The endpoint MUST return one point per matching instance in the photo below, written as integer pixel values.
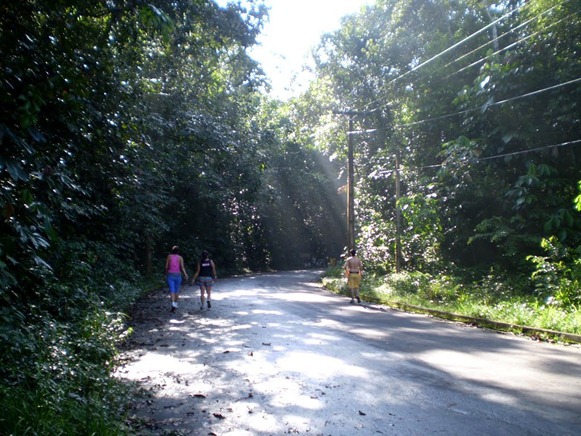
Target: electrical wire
(486, 106)
(384, 87)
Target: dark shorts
(205, 281)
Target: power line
(508, 32)
(515, 153)
(486, 106)
(454, 46)
(510, 46)
(537, 16)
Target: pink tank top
(174, 264)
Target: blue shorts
(174, 281)
(205, 281)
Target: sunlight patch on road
(316, 365)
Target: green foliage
(557, 276)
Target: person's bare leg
(202, 296)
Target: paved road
(277, 354)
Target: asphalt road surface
(278, 354)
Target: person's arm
(197, 272)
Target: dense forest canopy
(127, 127)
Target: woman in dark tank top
(205, 277)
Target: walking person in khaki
(354, 271)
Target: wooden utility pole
(397, 215)
(350, 189)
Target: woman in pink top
(174, 268)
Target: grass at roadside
(490, 299)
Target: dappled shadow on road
(285, 356)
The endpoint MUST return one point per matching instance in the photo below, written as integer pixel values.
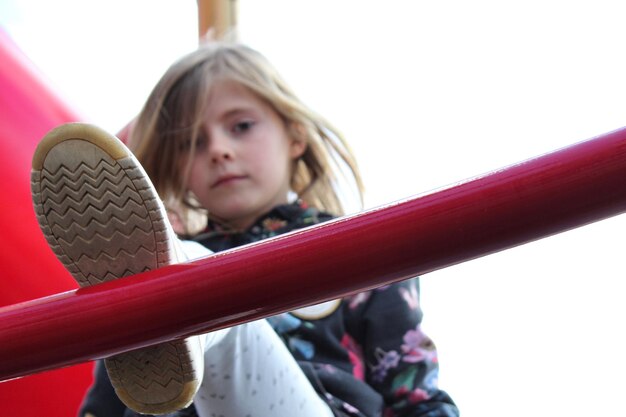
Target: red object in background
(537, 198)
(28, 109)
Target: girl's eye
(243, 126)
(201, 143)
(185, 145)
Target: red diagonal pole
(534, 199)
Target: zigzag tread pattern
(155, 373)
(104, 223)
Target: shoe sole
(103, 219)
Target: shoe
(104, 220)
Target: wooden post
(218, 16)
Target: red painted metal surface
(29, 108)
(534, 199)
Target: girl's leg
(249, 372)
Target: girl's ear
(298, 143)
(296, 148)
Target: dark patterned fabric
(366, 355)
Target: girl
(236, 158)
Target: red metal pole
(534, 199)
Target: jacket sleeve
(400, 360)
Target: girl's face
(242, 165)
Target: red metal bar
(534, 199)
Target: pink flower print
(355, 354)
(386, 361)
(417, 347)
(411, 297)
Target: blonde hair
(173, 115)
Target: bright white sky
(428, 93)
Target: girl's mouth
(227, 179)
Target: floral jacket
(366, 354)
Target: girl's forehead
(229, 95)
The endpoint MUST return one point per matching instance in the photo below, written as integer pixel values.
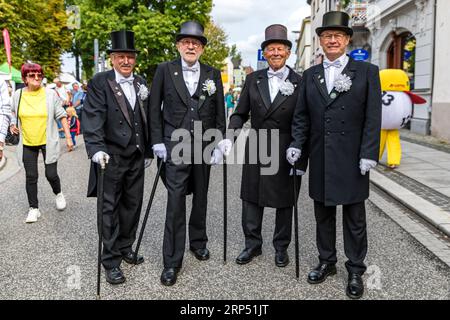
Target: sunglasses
(35, 75)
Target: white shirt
(191, 78)
(127, 87)
(275, 82)
(332, 72)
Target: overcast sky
(244, 21)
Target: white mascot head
(397, 100)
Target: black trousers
(355, 234)
(123, 193)
(30, 162)
(180, 180)
(252, 217)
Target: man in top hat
(270, 96)
(339, 111)
(116, 133)
(186, 94)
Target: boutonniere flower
(287, 88)
(209, 86)
(143, 91)
(342, 83)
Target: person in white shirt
(116, 135)
(338, 119)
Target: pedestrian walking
(36, 111)
(339, 112)
(5, 115)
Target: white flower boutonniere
(209, 86)
(342, 83)
(287, 88)
(143, 91)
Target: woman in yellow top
(35, 114)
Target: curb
(425, 209)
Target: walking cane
(297, 267)
(101, 176)
(224, 210)
(147, 211)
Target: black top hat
(335, 20)
(192, 29)
(122, 41)
(276, 33)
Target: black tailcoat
(276, 190)
(342, 129)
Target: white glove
(160, 151)
(292, 155)
(216, 157)
(225, 146)
(147, 162)
(101, 158)
(297, 173)
(366, 164)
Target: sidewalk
(422, 181)
(11, 166)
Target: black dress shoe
(129, 258)
(355, 286)
(321, 272)
(169, 276)
(247, 255)
(114, 275)
(200, 254)
(281, 258)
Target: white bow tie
(336, 64)
(278, 74)
(126, 80)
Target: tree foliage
(38, 32)
(155, 24)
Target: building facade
(440, 115)
(402, 37)
(303, 50)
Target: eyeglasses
(329, 36)
(185, 42)
(35, 75)
(272, 50)
(123, 56)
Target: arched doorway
(401, 54)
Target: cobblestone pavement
(425, 192)
(55, 258)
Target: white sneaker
(33, 214)
(60, 201)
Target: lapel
(263, 86)
(176, 73)
(140, 103)
(205, 73)
(119, 95)
(349, 70)
(279, 98)
(320, 81)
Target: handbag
(11, 138)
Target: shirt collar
(284, 69)
(196, 64)
(120, 76)
(342, 59)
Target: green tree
(38, 32)
(216, 50)
(154, 22)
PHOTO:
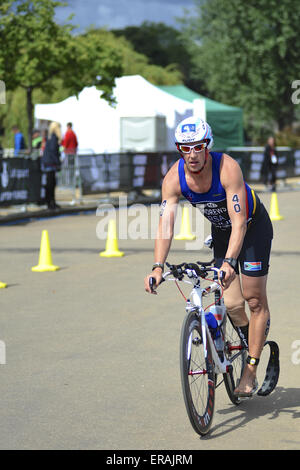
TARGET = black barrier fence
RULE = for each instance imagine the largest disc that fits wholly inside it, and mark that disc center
(22, 182)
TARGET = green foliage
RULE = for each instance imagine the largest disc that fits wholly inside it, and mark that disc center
(38, 50)
(251, 54)
(164, 47)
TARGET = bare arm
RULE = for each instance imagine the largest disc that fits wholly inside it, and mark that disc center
(233, 183)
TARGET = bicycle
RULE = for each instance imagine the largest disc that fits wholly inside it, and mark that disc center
(210, 348)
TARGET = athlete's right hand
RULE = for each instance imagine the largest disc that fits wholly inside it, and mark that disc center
(152, 281)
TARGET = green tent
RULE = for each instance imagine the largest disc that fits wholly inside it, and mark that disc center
(226, 121)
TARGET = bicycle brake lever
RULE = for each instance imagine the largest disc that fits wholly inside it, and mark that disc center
(152, 283)
(221, 277)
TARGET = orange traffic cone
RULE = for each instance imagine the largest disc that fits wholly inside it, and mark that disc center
(45, 258)
(274, 209)
(111, 248)
(185, 230)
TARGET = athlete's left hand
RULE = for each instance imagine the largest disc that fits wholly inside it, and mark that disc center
(230, 275)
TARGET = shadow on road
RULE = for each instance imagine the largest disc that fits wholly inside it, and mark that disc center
(282, 400)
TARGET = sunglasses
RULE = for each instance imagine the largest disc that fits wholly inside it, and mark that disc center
(188, 148)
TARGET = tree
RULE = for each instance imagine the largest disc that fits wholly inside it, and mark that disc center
(251, 54)
(34, 49)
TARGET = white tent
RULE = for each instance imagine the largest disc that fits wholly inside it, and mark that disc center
(97, 124)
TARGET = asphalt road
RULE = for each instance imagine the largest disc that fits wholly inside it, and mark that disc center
(92, 361)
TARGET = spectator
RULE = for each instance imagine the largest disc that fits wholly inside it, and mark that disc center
(50, 163)
(270, 163)
(70, 142)
(36, 143)
(19, 143)
(44, 140)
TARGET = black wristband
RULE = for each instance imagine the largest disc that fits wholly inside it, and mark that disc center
(231, 261)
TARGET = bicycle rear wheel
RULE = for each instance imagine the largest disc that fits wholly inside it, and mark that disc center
(197, 375)
(236, 354)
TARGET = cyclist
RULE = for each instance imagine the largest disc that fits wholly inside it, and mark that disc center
(241, 233)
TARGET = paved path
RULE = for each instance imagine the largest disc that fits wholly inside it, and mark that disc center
(92, 361)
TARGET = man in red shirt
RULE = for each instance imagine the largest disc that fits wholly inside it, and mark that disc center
(70, 142)
(70, 145)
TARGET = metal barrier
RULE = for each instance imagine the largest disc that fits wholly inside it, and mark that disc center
(22, 182)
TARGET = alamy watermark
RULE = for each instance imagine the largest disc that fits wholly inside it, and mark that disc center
(2, 92)
(140, 222)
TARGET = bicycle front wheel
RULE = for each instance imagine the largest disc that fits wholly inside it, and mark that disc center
(197, 375)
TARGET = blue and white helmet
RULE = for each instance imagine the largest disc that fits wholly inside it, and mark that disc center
(193, 129)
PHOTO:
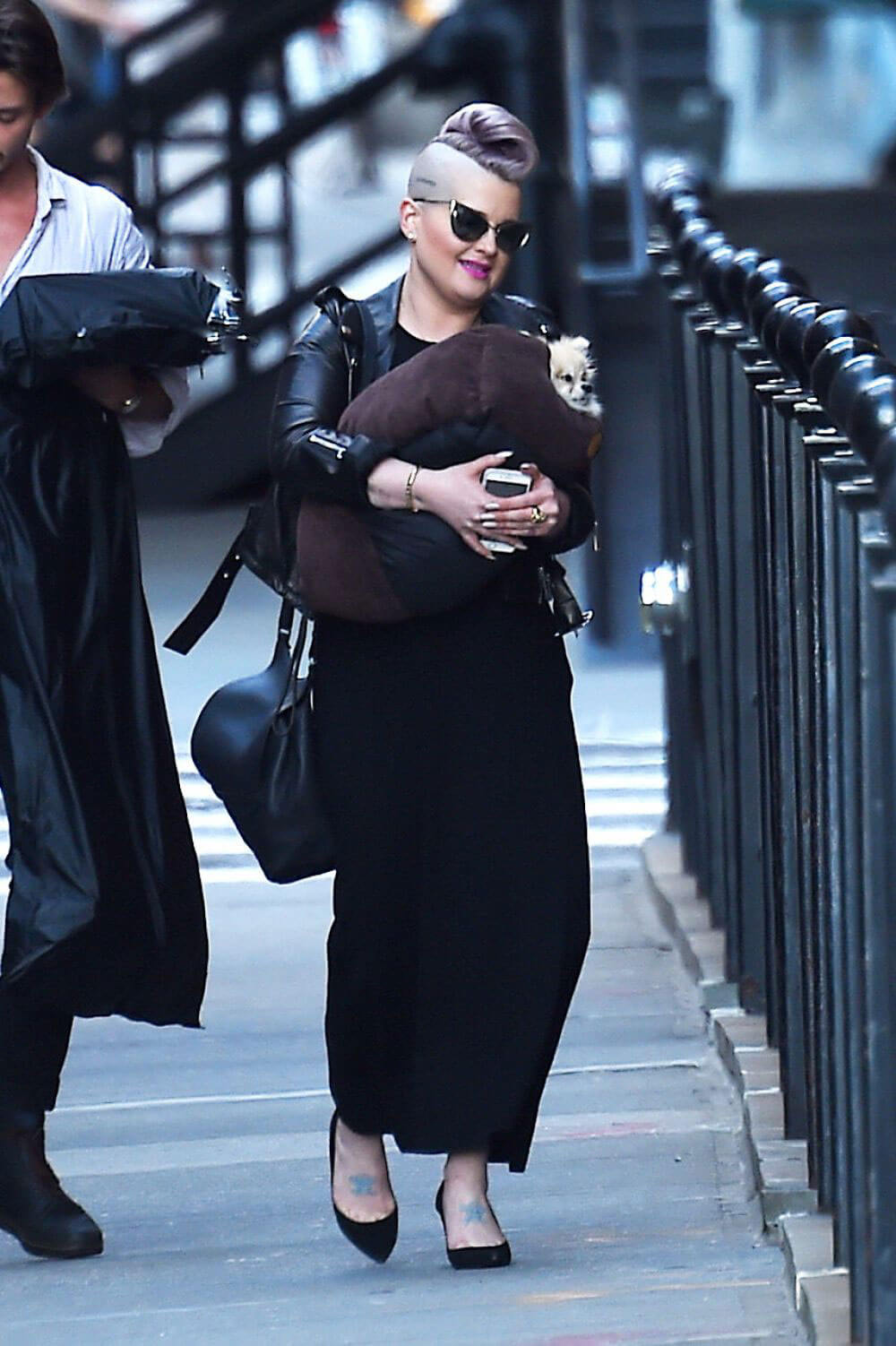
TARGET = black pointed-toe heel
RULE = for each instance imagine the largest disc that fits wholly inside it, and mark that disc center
(471, 1259)
(375, 1238)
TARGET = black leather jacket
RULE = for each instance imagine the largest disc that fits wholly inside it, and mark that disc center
(308, 456)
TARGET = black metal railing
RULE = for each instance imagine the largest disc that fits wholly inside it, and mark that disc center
(780, 608)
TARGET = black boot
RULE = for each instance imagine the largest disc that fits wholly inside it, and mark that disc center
(32, 1205)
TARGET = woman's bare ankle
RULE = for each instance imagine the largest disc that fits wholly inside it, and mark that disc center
(470, 1221)
(361, 1189)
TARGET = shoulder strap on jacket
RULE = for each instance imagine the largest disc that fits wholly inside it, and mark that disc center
(357, 334)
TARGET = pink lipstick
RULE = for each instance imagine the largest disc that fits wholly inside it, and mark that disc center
(478, 270)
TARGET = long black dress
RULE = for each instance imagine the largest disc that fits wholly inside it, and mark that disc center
(461, 894)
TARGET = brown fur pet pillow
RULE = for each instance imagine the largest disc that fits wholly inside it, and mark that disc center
(477, 393)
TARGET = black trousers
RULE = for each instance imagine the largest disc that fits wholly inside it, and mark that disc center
(34, 1040)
□ □ □ □
What to do: For this exercise, repeat exactly the lines of the data above from the one with "TARGET = black barrier fence" down to the one with "TARGET = athlete's left hand", both end lines included.

Finished exercise:
TARGET = black barrier fence
RULE = for each instance imagine the largest disc that fits wholly inside it, and mark that disc center
(22, 182)
TARGET = green foliage
RULE = for each instance imagine the largest disc that fits wholly inside it, and mark that disc center
(38, 50)
(251, 54)
(164, 47)
TARGET = bare arm
RULE = for each instance imagine the largest disc that fits wholly inside it, and mark that disc center
(233, 183)
TARGET = bicycle
RULE = for each instance imagine the largest disc that fits wholly inside it, and mark that disc center
(210, 348)
TARGET = athlete's right hand
RULE = for each instance imagine the largest disc that fits wholly inside it, and mark that disc center
(152, 281)
TARGET = green tent
RULE = for each instance imagine the largest disc that fits wholly inside it, and mark that disc center
(226, 121)
TARGET = bicycle brake lever
RULE = for each instance imagine the largest disc that fits wholly inside it, and mark that disc center
(152, 283)
(221, 277)
TARGET = orange traffic cone
RULE = for each instance imagine the largest disc that fits wholly inside it, and mark that disc center
(45, 258)
(274, 209)
(111, 248)
(185, 230)
TARGET = athlete's left hand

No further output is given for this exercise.